(Excerpt from a dataset)

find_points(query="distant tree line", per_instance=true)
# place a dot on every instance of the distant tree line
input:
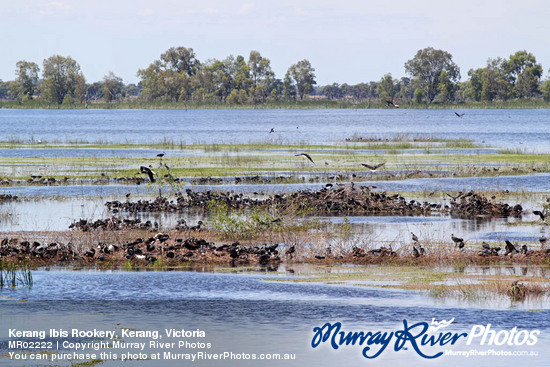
(179, 76)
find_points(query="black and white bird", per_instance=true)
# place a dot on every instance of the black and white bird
(149, 172)
(305, 155)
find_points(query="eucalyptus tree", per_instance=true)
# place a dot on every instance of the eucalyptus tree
(112, 87)
(333, 91)
(524, 74)
(304, 78)
(426, 69)
(261, 76)
(387, 87)
(168, 77)
(26, 79)
(62, 80)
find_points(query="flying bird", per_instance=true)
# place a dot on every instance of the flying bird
(148, 172)
(540, 214)
(373, 168)
(392, 104)
(305, 155)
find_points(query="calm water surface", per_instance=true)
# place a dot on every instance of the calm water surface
(524, 129)
(244, 313)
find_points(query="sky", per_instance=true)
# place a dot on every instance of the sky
(346, 41)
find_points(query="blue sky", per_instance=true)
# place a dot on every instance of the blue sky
(346, 41)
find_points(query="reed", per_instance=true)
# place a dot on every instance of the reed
(15, 274)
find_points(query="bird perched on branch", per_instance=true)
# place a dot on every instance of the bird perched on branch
(373, 168)
(305, 155)
(149, 172)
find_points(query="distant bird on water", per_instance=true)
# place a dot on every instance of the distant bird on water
(392, 104)
(305, 155)
(540, 214)
(148, 172)
(373, 168)
(458, 241)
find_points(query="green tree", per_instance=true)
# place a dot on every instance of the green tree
(26, 78)
(261, 76)
(289, 89)
(332, 91)
(523, 73)
(112, 87)
(169, 78)
(180, 60)
(387, 88)
(62, 80)
(425, 69)
(546, 88)
(495, 84)
(304, 77)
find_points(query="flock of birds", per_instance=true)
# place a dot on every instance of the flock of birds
(417, 250)
(510, 248)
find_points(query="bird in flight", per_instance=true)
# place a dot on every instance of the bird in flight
(148, 172)
(373, 168)
(305, 155)
(392, 104)
(540, 214)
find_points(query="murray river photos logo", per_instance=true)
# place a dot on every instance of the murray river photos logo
(421, 337)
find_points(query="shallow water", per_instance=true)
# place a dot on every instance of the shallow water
(243, 313)
(493, 127)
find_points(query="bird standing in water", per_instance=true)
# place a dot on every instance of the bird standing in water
(305, 155)
(149, 172)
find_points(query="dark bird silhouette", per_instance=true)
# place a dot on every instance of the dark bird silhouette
(392, 104)
(305, 155)
(373, 168)
(455, 197)
(148, 172)
(510, 248)
(458, 241)
(540, 214)
(291, 251)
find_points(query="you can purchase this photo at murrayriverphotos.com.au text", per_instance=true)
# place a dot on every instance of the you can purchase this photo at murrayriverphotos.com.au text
(239, 183)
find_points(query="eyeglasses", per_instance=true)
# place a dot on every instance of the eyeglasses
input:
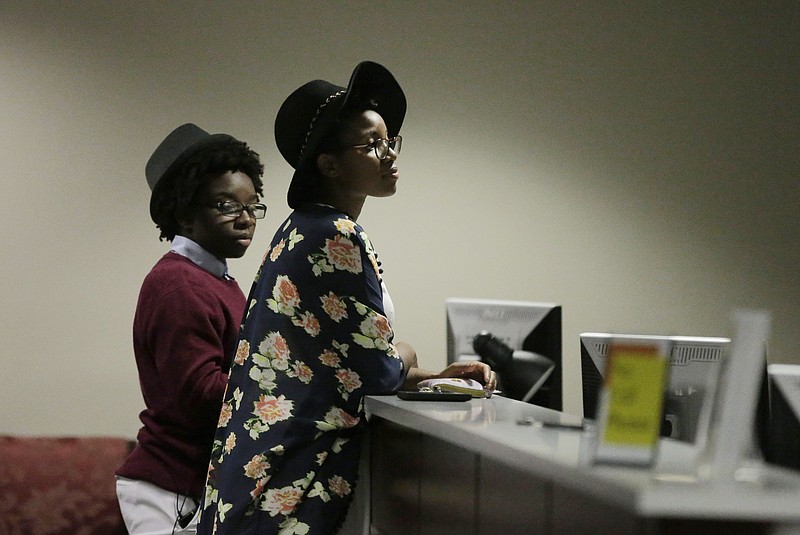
(234, 209)
(382, 146)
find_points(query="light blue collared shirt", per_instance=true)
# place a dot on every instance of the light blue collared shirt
(194, 252)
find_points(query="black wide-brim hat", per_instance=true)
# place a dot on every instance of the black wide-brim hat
(307, 115)
(176, 148)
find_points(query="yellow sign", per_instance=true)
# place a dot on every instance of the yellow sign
(634, 381)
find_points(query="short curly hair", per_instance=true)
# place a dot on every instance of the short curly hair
(175, 197)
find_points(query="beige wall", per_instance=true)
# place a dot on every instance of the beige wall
(638, 165)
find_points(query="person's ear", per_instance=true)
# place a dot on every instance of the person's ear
(328, 165)
(186, 224)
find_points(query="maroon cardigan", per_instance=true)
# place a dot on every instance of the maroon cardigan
(185, 333)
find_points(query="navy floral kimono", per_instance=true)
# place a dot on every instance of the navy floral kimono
(315, 340)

What is being asked:
Without including the pictures, reproduce all entries exactly.

Problem solution:
find_points(query="distant tree line", per_instance=true)
# place a dot on every instance of the distant tree line
input:
(179, 76)
find_points(query="black and white bird", per_instance=true)
# place a dot on every instance of the black and white bird
(149, 172)
(305, 155)
find_points(query="eucalyptus tree", per_instance=true)
# place a dot on every instance of the eucalyptus tree
(112, 87)
(333, 91)
(524, 74)
(304, 78)
(426, 69)
(261, 76)
(387, 87)
(168, 77)
(26, 79)
(62, 80)
find_points(query="flying bird", per_instance=true)
# place a dot on every instance of the flying bird
(148, 172)
(540, 214)
(373, 168)
(392, 104)
(305, 155)
find_points(query="calm water surface", per_instance=true)
# place a dot on every instance of the calm water surface
(524, 129)
(244, 313)
find_points(query="sky", per_instance=true)
# place a dot on every instance of the sky
(346, 41)
find_points(query="blue sky", per_instance=true)
# place a dot on every instance of the blue sky
(346, 41)
find_points(query="reed", per_instance=true)
# place a dot on every instance of the reed
(15, 274)
find_points(query="bird perched on branch", per_instance=true)
# place a dot on every instance of the bird perched on branch
(373, 168)
(305, 155)
(149, 172)
find_points(query="distant bird on water", per_instance=true)
# place a dot on every instance of the distant bird on water
(392, 104)
(305, 155)
(540, 214)
(148, 172)
(373, 168)
(458, 241)
find_points(query="green tree", per_instance=true)
# place a dot on every instance of the green tree
(26, 78)
(261, 76)
(289, 89)
(332, 91)
(523, 73)
(112, 87)
(169, 78)
(180, 60)
(387, 88)
(62, 80)
(425, 69)
(546, 88)
(495, 84)
(304, 77)
find_points(query="flock of birds", per_instance=true)
# place a dot on every instance of the flock of birds
(417, 250)
(510, 248)
find_points(query="bird in flight", per_instance=true)
# place a dot on every instance of the bird in flight
(148, 172)
(373, 168)
(305, 155)
(392, 104)
(540, 214)
find_points(query="murray river photos logo", per_instance=true)
# place a dot on every instance of the murray river photos logo
(421, 337)
find_points(query="shallow water", per_instance=true)
# place a dot on every instance of the shallow water
(243, 313)
(493, 127)
find_points(query="bird standing in water", per_instance=true)
# place a dot on every instance of the bird standing in water
(305, 155)
(149, 172)
find_points(query="dark bird silhouette", per_instance=true)
# place a dot on every instance of the dark bird silhouette
(392, 104)
(305, 155)
(373, 168)
(455, 197)
(148, 172)
(510, 248)
(458, 241)
(540, 214)
(291, 251)
find_points(query="you can purchase this photo at murrayriverphotos.com.au text", per_instance=true)
# place a dot on every instance of the you can purchase this photo at murrayriverphotos.com.au text
(239, 183)
find_points(query="eyeglasses", per_instance=true)
# place a dot on every instance of the eyeglasses
input:
(234, 209)
(382, 146)
find_points(query="light blue collared shirt", per_instance=true)
# place a dot on every instance of the light blue collared shirt
(194, 252)
find_points(query="black wide-brim hat", per_instance=true)
# place a dot on every instance of the black wide-brim hat
(307, 115)
(176, 148)
find_points(query="yellow sign", per_instance=true)
# place a dot on every instance of the yellow sign
(634, 381)
find_points(query="short curly hair", per_instance=true)
# place a dot on every instance of the short curly hair
(175, 197)
find_points(query="beige wall", per_instance=true)
# place a dot on every instance of the beige wall
(638, 165)
find_points(query="person's ear", per_instance=true)
# place a dot on every instance of the person's ear
(328, 165)
(186, 224)
find_points(query="maroon cardigan", per_instance=true)
# place a dot on every instance of the maroon cardigan
(185, 333)
find_points(query="navy floral kimono", per_instance=true)
# place a dot on every instance of the navy floral kimono
(315, 340)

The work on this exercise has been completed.